--- BEGIN ---
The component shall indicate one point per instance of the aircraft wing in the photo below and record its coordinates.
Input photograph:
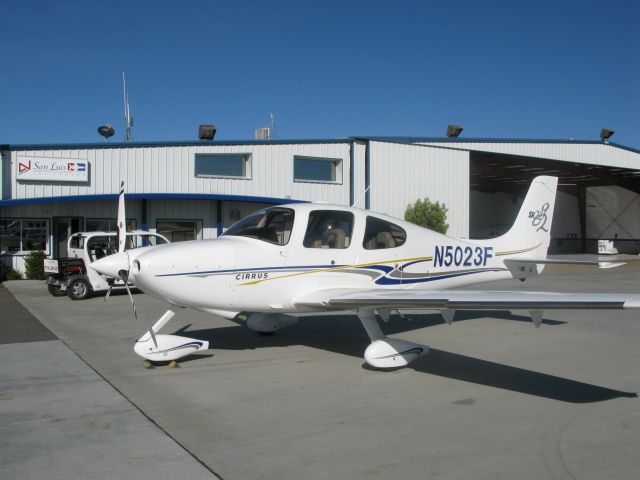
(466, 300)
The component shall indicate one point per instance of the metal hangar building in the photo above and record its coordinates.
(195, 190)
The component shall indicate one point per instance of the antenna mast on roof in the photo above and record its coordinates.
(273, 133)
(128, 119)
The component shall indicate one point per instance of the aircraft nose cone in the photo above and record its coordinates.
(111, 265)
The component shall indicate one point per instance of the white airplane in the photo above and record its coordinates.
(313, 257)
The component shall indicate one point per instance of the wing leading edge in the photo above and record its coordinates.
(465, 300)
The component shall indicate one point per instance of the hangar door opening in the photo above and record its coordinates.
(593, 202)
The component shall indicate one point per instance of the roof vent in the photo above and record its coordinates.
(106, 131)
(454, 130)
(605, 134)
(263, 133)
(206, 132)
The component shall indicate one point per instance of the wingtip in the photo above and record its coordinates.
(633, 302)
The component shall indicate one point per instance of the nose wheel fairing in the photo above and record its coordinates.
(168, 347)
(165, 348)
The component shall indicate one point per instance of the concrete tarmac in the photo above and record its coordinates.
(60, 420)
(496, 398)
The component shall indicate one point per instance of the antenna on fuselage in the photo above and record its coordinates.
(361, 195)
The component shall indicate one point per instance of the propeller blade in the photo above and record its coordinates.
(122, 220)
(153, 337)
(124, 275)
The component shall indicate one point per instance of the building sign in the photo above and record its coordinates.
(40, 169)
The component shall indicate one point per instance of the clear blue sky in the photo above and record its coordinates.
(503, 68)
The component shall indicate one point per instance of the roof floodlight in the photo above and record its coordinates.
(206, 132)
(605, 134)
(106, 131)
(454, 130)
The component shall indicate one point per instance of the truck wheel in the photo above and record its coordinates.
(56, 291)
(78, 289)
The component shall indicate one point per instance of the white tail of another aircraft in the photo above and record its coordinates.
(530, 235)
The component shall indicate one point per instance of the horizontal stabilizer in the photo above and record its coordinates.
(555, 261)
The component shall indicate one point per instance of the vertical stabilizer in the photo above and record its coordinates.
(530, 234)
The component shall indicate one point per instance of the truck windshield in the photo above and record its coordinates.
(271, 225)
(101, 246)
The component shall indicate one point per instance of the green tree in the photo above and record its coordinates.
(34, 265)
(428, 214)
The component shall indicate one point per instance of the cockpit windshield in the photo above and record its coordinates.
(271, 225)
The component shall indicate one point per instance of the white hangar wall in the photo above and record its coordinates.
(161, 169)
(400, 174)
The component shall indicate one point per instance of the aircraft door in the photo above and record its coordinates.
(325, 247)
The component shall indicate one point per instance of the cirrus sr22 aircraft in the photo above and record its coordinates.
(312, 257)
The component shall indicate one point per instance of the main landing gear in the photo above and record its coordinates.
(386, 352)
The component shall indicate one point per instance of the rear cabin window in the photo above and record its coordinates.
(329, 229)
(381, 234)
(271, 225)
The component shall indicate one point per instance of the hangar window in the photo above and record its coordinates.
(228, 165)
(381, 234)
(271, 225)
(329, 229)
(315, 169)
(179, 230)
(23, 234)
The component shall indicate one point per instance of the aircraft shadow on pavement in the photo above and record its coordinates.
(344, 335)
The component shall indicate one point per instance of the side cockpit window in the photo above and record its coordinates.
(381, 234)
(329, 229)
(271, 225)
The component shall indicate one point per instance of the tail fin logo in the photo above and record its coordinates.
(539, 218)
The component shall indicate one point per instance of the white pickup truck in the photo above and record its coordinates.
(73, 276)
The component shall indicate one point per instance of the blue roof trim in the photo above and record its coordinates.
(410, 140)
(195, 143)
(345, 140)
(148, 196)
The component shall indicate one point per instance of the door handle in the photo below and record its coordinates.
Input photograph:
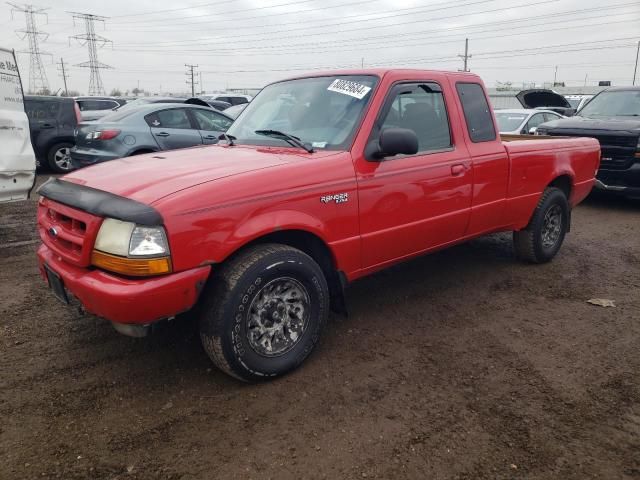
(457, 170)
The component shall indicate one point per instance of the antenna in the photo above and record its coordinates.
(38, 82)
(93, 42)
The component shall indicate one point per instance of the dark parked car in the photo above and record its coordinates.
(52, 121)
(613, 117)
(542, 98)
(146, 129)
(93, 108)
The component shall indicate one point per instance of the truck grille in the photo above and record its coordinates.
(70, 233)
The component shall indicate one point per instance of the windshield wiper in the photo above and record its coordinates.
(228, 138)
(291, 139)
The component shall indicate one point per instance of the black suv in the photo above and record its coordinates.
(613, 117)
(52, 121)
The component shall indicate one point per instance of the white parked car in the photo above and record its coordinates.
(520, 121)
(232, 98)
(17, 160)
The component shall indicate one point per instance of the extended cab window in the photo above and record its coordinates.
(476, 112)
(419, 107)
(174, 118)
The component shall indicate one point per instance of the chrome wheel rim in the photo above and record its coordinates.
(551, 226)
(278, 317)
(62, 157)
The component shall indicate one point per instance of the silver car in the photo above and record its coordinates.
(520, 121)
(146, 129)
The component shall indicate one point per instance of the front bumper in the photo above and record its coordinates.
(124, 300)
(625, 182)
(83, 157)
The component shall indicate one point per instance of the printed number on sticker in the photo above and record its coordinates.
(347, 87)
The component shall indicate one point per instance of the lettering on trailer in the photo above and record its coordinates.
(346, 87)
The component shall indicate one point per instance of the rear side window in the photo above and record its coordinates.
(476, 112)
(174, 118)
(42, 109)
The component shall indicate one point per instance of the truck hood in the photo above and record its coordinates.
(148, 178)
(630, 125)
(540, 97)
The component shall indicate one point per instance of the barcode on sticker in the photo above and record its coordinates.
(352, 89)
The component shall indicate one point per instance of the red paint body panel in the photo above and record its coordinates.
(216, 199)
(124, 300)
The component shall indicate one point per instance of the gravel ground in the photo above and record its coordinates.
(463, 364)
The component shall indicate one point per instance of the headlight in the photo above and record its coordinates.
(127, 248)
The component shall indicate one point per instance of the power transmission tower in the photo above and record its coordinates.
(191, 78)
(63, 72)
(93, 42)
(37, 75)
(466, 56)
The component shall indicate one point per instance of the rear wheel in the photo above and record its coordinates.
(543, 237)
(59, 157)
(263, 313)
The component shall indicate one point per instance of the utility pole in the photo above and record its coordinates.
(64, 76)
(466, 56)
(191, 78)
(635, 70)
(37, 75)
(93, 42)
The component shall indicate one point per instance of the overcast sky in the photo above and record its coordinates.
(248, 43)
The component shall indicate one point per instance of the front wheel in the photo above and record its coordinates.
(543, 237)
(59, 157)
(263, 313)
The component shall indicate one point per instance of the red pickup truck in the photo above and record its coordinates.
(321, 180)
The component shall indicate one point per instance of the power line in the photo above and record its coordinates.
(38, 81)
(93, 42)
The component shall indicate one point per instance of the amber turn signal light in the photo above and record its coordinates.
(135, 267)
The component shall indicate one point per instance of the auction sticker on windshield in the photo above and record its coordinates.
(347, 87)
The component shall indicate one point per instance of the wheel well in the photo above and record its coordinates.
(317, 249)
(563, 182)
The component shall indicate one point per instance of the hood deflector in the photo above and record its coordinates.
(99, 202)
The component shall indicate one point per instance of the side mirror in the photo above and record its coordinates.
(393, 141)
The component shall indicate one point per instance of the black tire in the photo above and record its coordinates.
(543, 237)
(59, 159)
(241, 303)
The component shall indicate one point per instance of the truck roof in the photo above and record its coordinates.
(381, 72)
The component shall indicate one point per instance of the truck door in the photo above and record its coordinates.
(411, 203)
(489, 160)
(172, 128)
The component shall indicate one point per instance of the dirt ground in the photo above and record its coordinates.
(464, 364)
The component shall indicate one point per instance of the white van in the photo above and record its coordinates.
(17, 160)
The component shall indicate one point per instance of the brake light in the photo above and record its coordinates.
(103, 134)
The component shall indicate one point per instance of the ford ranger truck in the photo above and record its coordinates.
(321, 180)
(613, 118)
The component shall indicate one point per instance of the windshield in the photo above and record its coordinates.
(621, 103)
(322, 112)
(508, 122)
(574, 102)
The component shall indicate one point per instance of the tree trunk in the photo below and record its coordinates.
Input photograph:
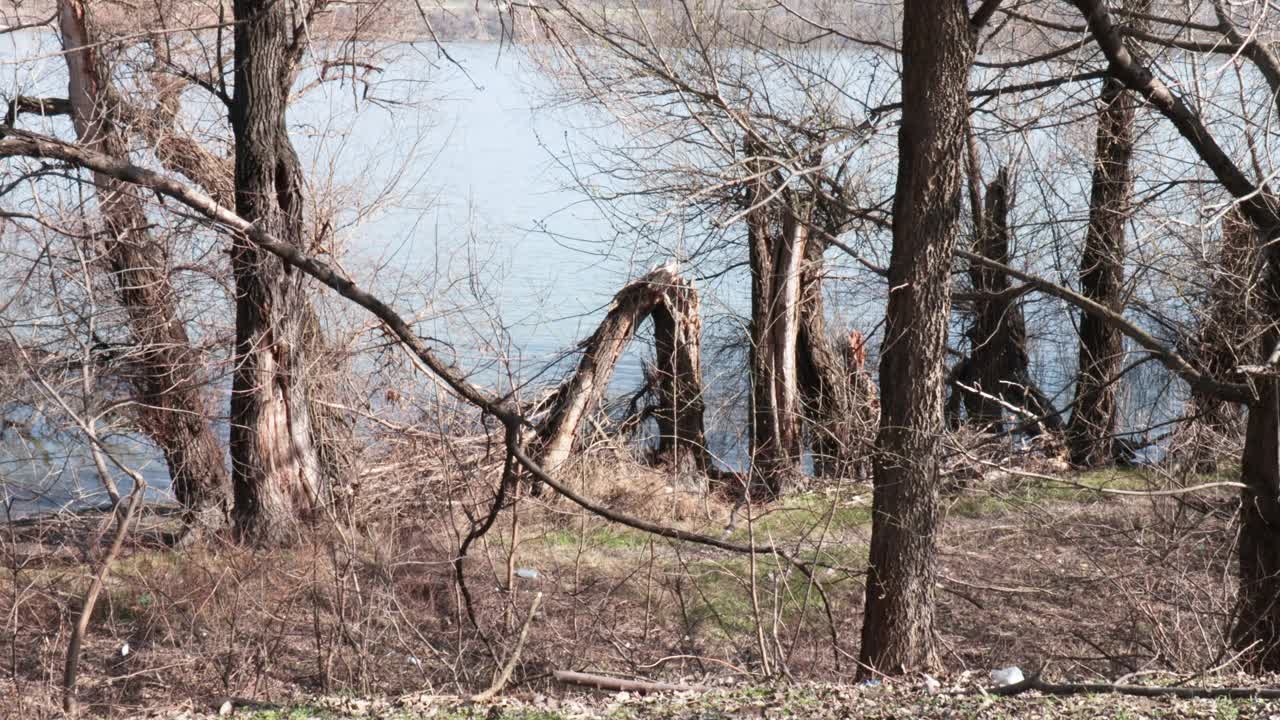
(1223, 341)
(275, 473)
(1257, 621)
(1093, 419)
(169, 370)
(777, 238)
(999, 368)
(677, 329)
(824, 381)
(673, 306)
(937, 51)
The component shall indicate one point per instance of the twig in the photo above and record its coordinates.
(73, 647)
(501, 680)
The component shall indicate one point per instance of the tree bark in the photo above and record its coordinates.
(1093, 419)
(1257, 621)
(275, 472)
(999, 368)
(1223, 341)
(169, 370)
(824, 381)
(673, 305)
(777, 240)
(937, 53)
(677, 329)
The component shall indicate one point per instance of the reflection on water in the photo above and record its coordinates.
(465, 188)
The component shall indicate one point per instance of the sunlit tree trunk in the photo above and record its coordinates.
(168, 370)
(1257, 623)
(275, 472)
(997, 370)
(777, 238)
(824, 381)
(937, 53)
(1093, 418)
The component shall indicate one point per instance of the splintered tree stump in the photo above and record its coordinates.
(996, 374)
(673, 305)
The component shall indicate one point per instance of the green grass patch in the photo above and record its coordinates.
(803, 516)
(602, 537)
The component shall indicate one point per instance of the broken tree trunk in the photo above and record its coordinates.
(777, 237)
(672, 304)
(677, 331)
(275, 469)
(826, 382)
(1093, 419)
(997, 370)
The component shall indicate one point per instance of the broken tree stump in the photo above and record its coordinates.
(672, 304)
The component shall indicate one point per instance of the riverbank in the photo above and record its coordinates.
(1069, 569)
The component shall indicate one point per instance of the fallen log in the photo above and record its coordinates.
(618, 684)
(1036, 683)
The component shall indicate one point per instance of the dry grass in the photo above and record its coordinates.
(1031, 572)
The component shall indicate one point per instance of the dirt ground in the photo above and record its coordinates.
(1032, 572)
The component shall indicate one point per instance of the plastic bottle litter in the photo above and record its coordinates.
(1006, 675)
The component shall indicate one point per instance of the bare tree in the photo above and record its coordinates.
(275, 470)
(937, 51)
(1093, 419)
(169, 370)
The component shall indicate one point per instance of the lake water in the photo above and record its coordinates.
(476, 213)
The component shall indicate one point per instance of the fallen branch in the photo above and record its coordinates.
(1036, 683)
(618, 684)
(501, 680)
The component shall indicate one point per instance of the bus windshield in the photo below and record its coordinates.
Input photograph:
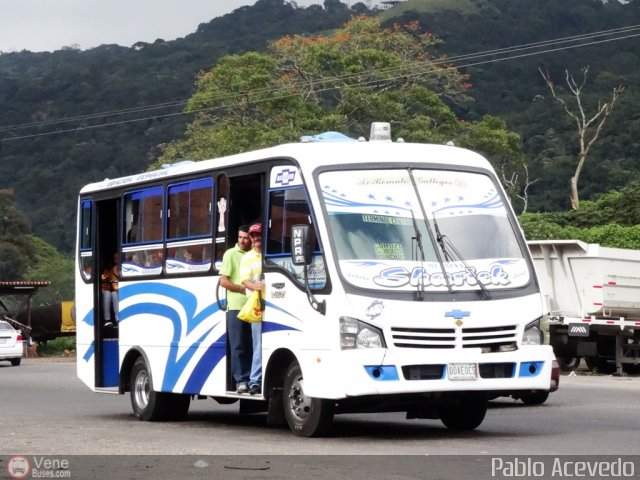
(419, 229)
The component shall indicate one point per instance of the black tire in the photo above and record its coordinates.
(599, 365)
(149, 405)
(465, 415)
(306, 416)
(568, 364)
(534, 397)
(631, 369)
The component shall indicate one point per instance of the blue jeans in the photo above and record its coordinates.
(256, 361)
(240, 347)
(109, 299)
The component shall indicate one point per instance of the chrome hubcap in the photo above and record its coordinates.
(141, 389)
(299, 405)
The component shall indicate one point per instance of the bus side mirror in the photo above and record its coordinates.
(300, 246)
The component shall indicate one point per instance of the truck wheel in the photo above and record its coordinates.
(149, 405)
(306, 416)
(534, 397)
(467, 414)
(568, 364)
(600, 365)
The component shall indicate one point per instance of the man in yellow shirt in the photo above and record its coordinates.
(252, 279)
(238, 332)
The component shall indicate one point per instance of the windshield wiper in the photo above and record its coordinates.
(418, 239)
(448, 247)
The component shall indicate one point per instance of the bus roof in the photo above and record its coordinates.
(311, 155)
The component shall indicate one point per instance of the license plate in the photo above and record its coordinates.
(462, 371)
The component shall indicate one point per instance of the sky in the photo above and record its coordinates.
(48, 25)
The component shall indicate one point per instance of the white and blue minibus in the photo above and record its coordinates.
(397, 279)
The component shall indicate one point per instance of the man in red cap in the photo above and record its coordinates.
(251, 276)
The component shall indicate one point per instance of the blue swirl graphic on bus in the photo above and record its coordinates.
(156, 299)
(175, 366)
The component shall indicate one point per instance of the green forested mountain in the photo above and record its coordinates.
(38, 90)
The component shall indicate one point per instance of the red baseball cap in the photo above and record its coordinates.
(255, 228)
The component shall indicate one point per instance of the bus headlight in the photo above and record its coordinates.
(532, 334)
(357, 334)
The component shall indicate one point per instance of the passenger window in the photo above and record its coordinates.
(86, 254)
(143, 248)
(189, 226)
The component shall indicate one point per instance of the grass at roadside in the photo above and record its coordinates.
--- END ---
* [EXERCISE DIRECTIONS]
Only the lines from the one containing "the blue swirl" to the end of the listing belong in the output, each reproduced exactly.

* [EXERCISE ANSWER]
The component shall indicate one point per instance of the blue swirl graphic on bus in the photo above and record its coordinates.
(156, 299)
(175, 366)
The component shall indicate one point per instance of the green forested mountain in the photo above and record its coordinates.
(38, 90)
The component shall indicate one point per instance of the red baseball cap in the photo above and record its coordinates.
(255, 228)
The component shall indicate one point per instance of the bus headlight in the photo above and record its coordinates.
(532, 334)
(357, 334)
The component shall indicate one point per instance of the passenger window in the photo above and record its coordinates.
(86, 254)
(143, 248)
(189, 226)
The component shall indicate one point per instance of the grass at roadside in the photo above and record its coordinates.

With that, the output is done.